ESTRATTO DELLA PAGINA:
══════════════════════════════

Cominciamo con una base da cui partire, esattamente come si cucina un dolce se non fossimo esperti di pasticceria o fossimo dei pessimi cuochi in generale, pronti a rimestare qualcosa d’inquietante e insipido: eccoci dunque a degustare un triste ammasso di ingredienti dal sapore di Scelta Sbagliata (sì, la scelta di volerlo vedere).
Una base dal funesto retrogusto apparentemente Natalizio (oh, se fosse stato Pasquale sarebbe stato uguale), completamente anacronistico. Pronti via e sembra di accendere la tanto cara, nostalgica Playstation 3, ammirandone la grafica ormai retro e ultra-superata: tale è la CG adoprata ne “Il Natale di Angela”, qualcosa che ricorda una intro di qualche giochetto indipendente, animato con esito mediocre.
Nato da una collaborazione fra Canada e Irlanda, si tratta di un corto animato digitale a tema appunto natalizio, il cui unico vero pregio è la breve durata.

A metà fra lagna propagandistica cristiana e fiabetta sbiadita, come già accennato, la qualità grafica è veramente troppo modesta rispetto a quasi tutte le altre produzioni contemporanee (imbarazzante l’abisso di distanza da Dreamworks o Disney), e nonostante si presenti nelle prime battute – e in alcuni camei - dolce, caldo e piacevole, e sfoggi una colonna sonora immersiva e adatta al tema, la somma di tutto ciò si dimostra banale, piatta e a tratti irritante causa l’insensatezza di numerosi elementi.

══════════════════════════════

RIGHE FORNITE:
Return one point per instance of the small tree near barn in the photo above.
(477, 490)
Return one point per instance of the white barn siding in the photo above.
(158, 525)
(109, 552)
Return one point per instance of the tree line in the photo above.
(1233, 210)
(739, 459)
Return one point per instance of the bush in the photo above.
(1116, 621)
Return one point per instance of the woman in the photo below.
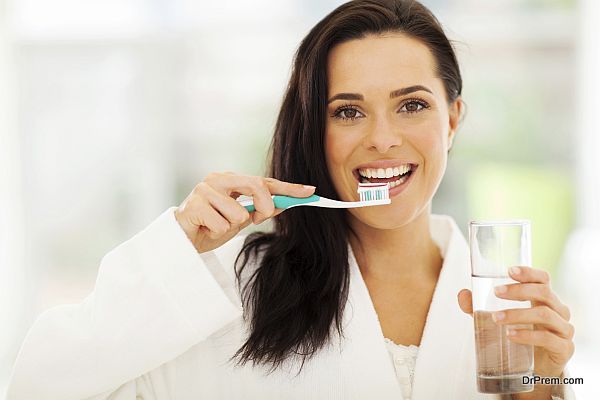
(333, 304)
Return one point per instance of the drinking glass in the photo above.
(503, 366)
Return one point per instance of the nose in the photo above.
(382, 135)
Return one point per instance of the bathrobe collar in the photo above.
(445, 333)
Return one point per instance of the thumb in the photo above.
(465, 301)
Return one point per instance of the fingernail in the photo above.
(500, 289)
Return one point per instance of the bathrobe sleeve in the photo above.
(154, 298)
(563, 392)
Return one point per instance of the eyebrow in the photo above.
(394, 93)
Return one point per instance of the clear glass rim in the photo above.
(515, 222)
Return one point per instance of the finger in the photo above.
(537, 292)
(254, 186)
(465, 301)
(545, 339)
(529, 275)
(540, 315)
(230, 209)
(204, 215)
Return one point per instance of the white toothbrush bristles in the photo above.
(373, 191)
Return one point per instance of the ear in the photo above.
(454, 113)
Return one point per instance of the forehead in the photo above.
(387, 60)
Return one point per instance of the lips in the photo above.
(369, 171)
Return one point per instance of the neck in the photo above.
(399, 254)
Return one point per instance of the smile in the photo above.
(393, 175)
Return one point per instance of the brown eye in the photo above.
(413, 106)
(349, 113)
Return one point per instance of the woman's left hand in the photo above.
(552, 335)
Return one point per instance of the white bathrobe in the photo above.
(162, 322)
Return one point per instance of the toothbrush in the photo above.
(371, 194)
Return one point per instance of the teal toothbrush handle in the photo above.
(287, 201)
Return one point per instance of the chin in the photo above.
(390, 216)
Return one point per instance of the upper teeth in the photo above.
(384, 172)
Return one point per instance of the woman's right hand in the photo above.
(210, 215)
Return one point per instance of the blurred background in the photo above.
(111, 111)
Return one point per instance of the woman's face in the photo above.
(387, 109)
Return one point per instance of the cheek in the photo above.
(338, 148)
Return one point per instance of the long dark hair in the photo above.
(294, 298)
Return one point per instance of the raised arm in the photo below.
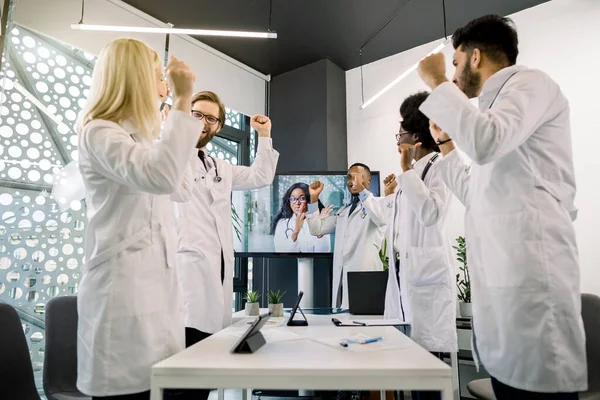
(379, 209)
(487, 135)
(156, 169)
(318, 225)
(262, 171)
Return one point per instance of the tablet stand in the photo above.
(252, 343)
(292, 322)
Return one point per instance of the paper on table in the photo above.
(381, 322)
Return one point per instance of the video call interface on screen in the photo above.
(271, 214)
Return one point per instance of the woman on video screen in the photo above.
(291, 234)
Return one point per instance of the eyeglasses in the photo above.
(299, 199)
(401, 133)
(208, 118)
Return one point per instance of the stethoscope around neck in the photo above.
(217, 178)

══════════════════════════════

CONSEGNA A: Estrai dalla recensione de "Il Natale di Angela" il passo che comincia con "Cominciamo con una" e va avanti fino a "la breve durata.".
CONSEGNA B: Secondo la recensione de "Il Natale di Angela", qual è l'unico vero pregio del corto?
CONSEGNA C: Porta avanti la recensione de "Il Natale di Angela" da dove si ferma.
Le righe fornite non servono a nulla.

RISPOSTA A:
Cominciamo con una base da cui partire, esattamente come si cucina un dolce se non fossimo esperti di pasticceria o fossimo dei pessimi cuochi in generale, pronti a rimestare qualcosa d’inquietante e insipido: eccoci dunque a degustare un triste ammasso di ingredienti dal sapore di Scelta Sbagliata (sì, la scelta di volerlo vedere).
Una base dal funesto retrogusto apparentemente Natalizio (oh, se fosse stato Pasquale sarebbe stato uguale), completamente anacronistico. Pronti via e sembra di accendere la tanto cara, nostalgica Playstation 3, ammirandone la grafica ormai retro e ultra-superata: tale è la CG adoprata ne “Il Natale di Angela”, qualcosa che ricorda una intro di qualche giochetto indipendente, animato con esito mediocre.
Nato da una collaborazione fra Canada e Irlanda, si tratta di un corto animato digitale a tema appunto natalizio, il cui unico vero pregio è la breve durata.

RISPOSTA B: La breve durata.

RISPOSTA C:
Angela è una bambina di inizio novecento che abita a Limerik, in Irlanda, unica sorella di quattro fratelli rimasti orfani di padre, membri di una famiglia molto povera nella quale è la madre ad occuparsi di tutto, costantemente aiutata e supportata dalla buona volontà di (quasi) tutta la prole. Giunge Natale, ed ella li porta alla messa di mezzanotte, ma è proprio al termine di questa che Angela, la nostra piccola (e paxxerella) protagonista deciderà di “aiutare” un altro “bambino” – più povero di lei – a proteggersi dal terribile freddo della notte dicembrina…
Nonostante le meste premesse a metà strada fra dolcezza e follia, lo sviluppo è ancora peggio: dallo schermo traspare il gelo della grande, rigida e granitica cittadina nordeuropea, i primi piani appannati dai tiepidi riverberi delle candele scandite da pixel grossolani, e le dolci luci della notte di Natale ci donano un’atmosfera vissuta e realistica, ma la resa dei personaggi immersi in tutto ciò, si rivela un mezzo disastro.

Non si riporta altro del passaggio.